● Required work:
1. In the text on the red lily bug, how many eggs can an adult female lay?
2. List every part of the lily that the text on the red lily bug says the adults and older larvae eat.
3. Go on with the text on the red lily bug, starting after its final sentence.

● Excerpted text:
Asiatic lilies are members of the Liliaceae, or lily, family. The plant is an herbaceous perennial grown from a bulb. Over 100 species of hybrids exist. Although the Asiatic has always been a favorite among gardeners, a pest has arrived that is particular to this type of lily. The red lily bug, or lily leaf beetle, has quickly spread across Eastern Canada and has now made its way into the United States.
The red lily bug (Lilioceris lilii), as an adult, has a striking red body with black legs, head and antennae. The adults are ¼ inch to 3/8 inch long and emit a squeaking noise when squeezed. This is a defense mechanism against predators. They are sturdy fliers and exceptional hiders.
The bugs winter in the ground as adults and appear early in the spring to look for food. They can survive for a couple of weeks until they lay their eggs in a crooked line on the underside of a lily leaf. An adult female can lay up to 450 eggs. The eggs are reddish/orange in color and take seven to 10 days to hatch. They hatch into the larvae stage, which is when they do their most destruction. Young larvae are distinctive in that they secrete and carry their own excrement on their backs. After feasting for 16 to 24 days, they enter the soil for 16 to 22 more days and emerge as adults.
The adults and older larvae do the most destruction to the lily. They eat leaves, stems, buds and flowers. The larvae tend to do more damage then the adults. It's possible they can eat all the leaves off a large lily in only a few days. As adults they will then feed until fall. This can cause severe damage to lilies.

● Input data:

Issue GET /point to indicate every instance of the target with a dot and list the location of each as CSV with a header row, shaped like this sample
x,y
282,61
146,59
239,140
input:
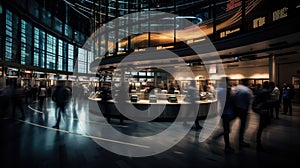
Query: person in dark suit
x,y
61,97
263,97
242,99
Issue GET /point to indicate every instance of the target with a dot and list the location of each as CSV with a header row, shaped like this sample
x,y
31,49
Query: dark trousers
x,y
60,109
226,120
287,106
264,120
41,101
17,104
242,115
276,106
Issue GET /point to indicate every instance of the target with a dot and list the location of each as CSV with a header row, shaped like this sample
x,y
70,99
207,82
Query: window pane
x,y
51,52
70,58
26,40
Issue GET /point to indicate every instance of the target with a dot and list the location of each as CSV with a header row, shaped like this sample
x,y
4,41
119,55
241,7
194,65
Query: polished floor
x,y
34,143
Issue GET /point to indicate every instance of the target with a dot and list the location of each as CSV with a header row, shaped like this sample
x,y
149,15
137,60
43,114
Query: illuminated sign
x,y
227,32
258,22
279,14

● Answers provided:
1. Up to 450 eggs.

2. Leaves, stems, buds and flowers.

3.
Manual control is the easiest method if only a few bugs are on each plant. Hand picking is effective. It is not dangerous to touch them, but using a pliers or some sort of pinching tool to grab them is preferable. Otherwise, they can be shaken off the plant into soapy water where they will die. The eggs are easy to see on the underside of the leaf; simply wiping off the leaf will destroy the eggs.
Control with pesticides is also an option. If insecticidal soaps (just soap and water) doesn't work then a low toxicity option is "Trounce", a mixture of insecticidal soap and pyrethrin used as a spray. Neem, an insecticide from the neem tree can also be tried. Neem can be bought under the names Turplex, Azatin EC, Margosan-O, Align, and BioNeem. Otherwise, more toxic insecticides such as carbaryl (Sevin) and Malathion are also effective. These can all be bought at local nurseries and garden centers. Instructions should be read carefully before applying.